START Document section

Distinguished Alumni Award

From frontiers of the internet, Marcie Stone came back to UW

By Kayla Pohl Monday, November 24, 2025

In the early 1990s, Marcie Stone was one of about 30 people on the Federal Web Consortium, a team responsible for creating the very first public-facing websites for the U.S. government’s Executive Branch agencies. Her decades-long career on the frontiers of digital information epitomizes the reach and relevance of librarianship. Yet, in her own words, she got to library school at the University of Washington “completely by accident.” 

After Stone, a Seattle native, earned her undergraduate degree in English at the UW in 1969, she and her husband Dave, ‘68, moved to Germany for Dave’s Army assignment. When he received orders for Vietnam, she set her sights on returning to the UW for graduate school. But her English M.A. application was not on time. She thought about her mother’s friend who was a librarian and UW alum. “She was a force of nature,” Marcie Stone recalled. “I figured if she enjoyed being a librarian, I probably would too. So I applied.” 

Stone, M.Lib. ‘76, is now a ubiquitous and valued fixture on campus. She also is the recipient of this year’s Information School Distinguished Alumni Award, which recognizes alumni who have made significant and exceptional contributions to the information field and their communities.

END Document section
START Dataset section

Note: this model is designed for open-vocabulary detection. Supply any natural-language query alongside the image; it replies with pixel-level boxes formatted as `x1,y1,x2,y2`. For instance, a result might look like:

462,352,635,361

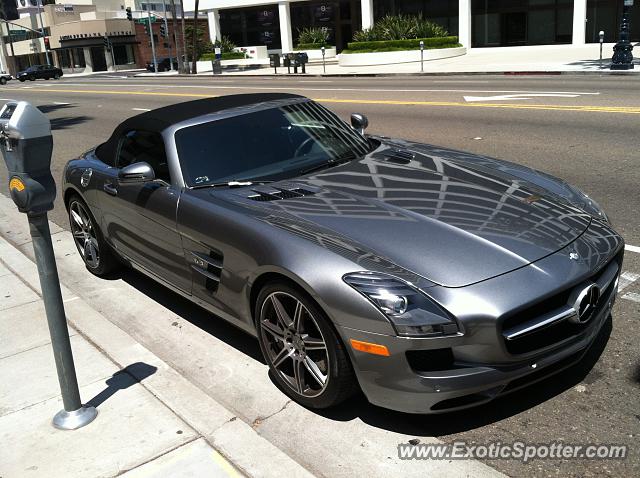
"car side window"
116,130,171,184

END Dataset section

◆ Task prompt: Rewrite the alumni award profile from "Stone, M.Lib. ‘76, is" to "and their communities.", substituting "familiar" for "ubiquitous".

◆ Answer for the task:
Stone, M.Lib. ‘76, is now a familiar and valued fixture on campus. She also is the recipient of this year’s Information School Distinguished Alumni Award, which recognizes alumni who have made significant and exceptional contributions to the information field and their communities.